## Estratto selezionato
L’illustre politologo, considerato addirittura di sinistra, non sa fare altro che seminare scetticismo e rassegnazione e irride a chi cerca di invertire la corsa verso il riscaldamento del pianeta.
La politica governativa italiana, quella che non decide e si limita a galleggiare sull’esistente, riceve uno schiaffo morale dalla Germania della Merkel che ha deciso di fare della lotta contro il riscaldamento globale la priorità più alta del proprio programma,stilando un programma articolato che prevede i seguenti punti:
- entro il 2020 le emissioni tedesche di anidride carbonica devono essere ridotte del 40% e le energie rinnovabili entro quella data devono coprire il 20% di tutte le fonti
- viene stanziato un miliardo di euro per la ricerca nel campo delle energie rinnovabili
- si interverrà con regolamenti edilizi nuovi che impongono costruzioni con materiali che le rendano a basso consumo di energia, nelle quali i pannelli fotovoltaici diventano parte integrante dell’architettura
- si offrirà ai condomini che producono energia solare in eccesso la possibilità di venderla a prezzi vantaggiosi ai gestori elettrici
- sono previsti incentivi statali per la costruzione di automobili a bassa emissione di inquinanti o elettriche o a idrogeno.
A questo piano organico, presto operativo, si aggiunge il fatto che il governo tedesco considera le energie rinnovabili un settore di affari con potenzialità di mercato mondiale, in cui il gruppo Thyssen ha già una società che è la numero uno al mondo in tecnologia per l’energia eolica, e la Bosch spende il 40% dei suoi fondi destinati alla ricerca per sviluppare prodotti per tecnologie che non usano combustibili fossili. La Solar di Berlino la settimana scorsa ha avuto un contratto per costruire 6 impianti di produzione di energia solare in Puglia (praticamente i tedeschi vendono sole ai pugliesi, che è come dire vendere ghiaccio agli esquimesi).

## Dati grezzi

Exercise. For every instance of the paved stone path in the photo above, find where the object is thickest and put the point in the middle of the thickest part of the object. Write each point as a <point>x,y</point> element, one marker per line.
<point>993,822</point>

## Compiti richiesti
1. Stampa il passo dell'estratto sul piano climatico tedesco da "A questo piano" fino a "ghiaccio agli esquimesi)." compreso.
2. Secondo l'estratto sul piano climatico tedesco, quale somma viene stanziata per la ricerca nel campo delle energie rinnovabili?
3. Riprendi l'estratto sul piano climatico tedesco e prosegui il testo dal punto in cui si ferma.

## Risposte per compito
1.
A questo piano organico, presto operativo, si aggiunge il fatto che il governo tedesco considera le energie rinnovabili un settore di affari con potenzialità di mercato mondiale, in cui il gruppo Thyssen ha già una società che è la numero uno al mondo in tecnologia per l’energia eolica, e la Bosch spende il 40% dei suoi fondi destinati alla ricerca per sviluppare prodotti per tecnologie che non usano combustibili fossili. La Solar di Berlino la settimana scorsa ha avuto un contratto per costruire 6 impianti di produzione di energia solare in Puglia (praticamente i tedeschi vendono sole ai pugliesi, che è come dire vendere ghiaccio agli esquimesi).

2. Un miliardo di euro.

3.
La riflessione che propongo è questa: la trasformazione del modo di produrre, da inquinante e distruttivo per la terra e la nostra salute, a processo sostenibile e salubre passa attraverso decisioni politiche e non per il “libero mercato” che continuerebbe allegramente nelle sue devastazioni.
Ciò richiede che la politica sia autorevole e le priorità ambientali non siano messe in coda, ma al primo posto programmatico.

Malgrado la Germania produca un cospicuo 27% del suo fabbisogno energetico dal nucleare, non è in programma nessun ampliamento del settore, avendo i pragmatici tedeschi capito che, se ai costi del kilovattore nucleare si aggiungono lo smantellamento delle centrali obsolete e la messa in sicurezza delle scorie, oltre i pericoli in agguato, l’energia del nucleare risulta la più pericolosa e costosa al mondo.
La immediata diffusione sul territorio di tecnologie rinnovabili, dai piccoli rotori eolici da balcone, ai tetti condominiali con pannelli fotovoltaici, se appoggiata da una politica governativa coerente e illuminata, nell’arco di pochissimi anni, porterebbe un paese come l’Italia, che per gli usi domestici consuma il 20% di tutta la energia prodotta (il 30% è per i trasporti, il 50% è assorbito dal sistema industriale), a rientrare nei parametri di Kyoto.

Se a questo aggiungessimo un piano per la costruzione di centrali a specchi (il solare termodinamico di Rubbia), che la Spagna sta già costruendo in venti esemplari, molte produzioni industriali che vanno a gasolio si potrebbero riconvertire a energia elettrica e la pace con l’ambiente sarebbe quasi fatta.
Tutta la responsabilità è della politica. Le forze economiche conoscono solo la legge del profitto e solo una buona politica può guidare e regolare uno sviluppo industriale sostenibile.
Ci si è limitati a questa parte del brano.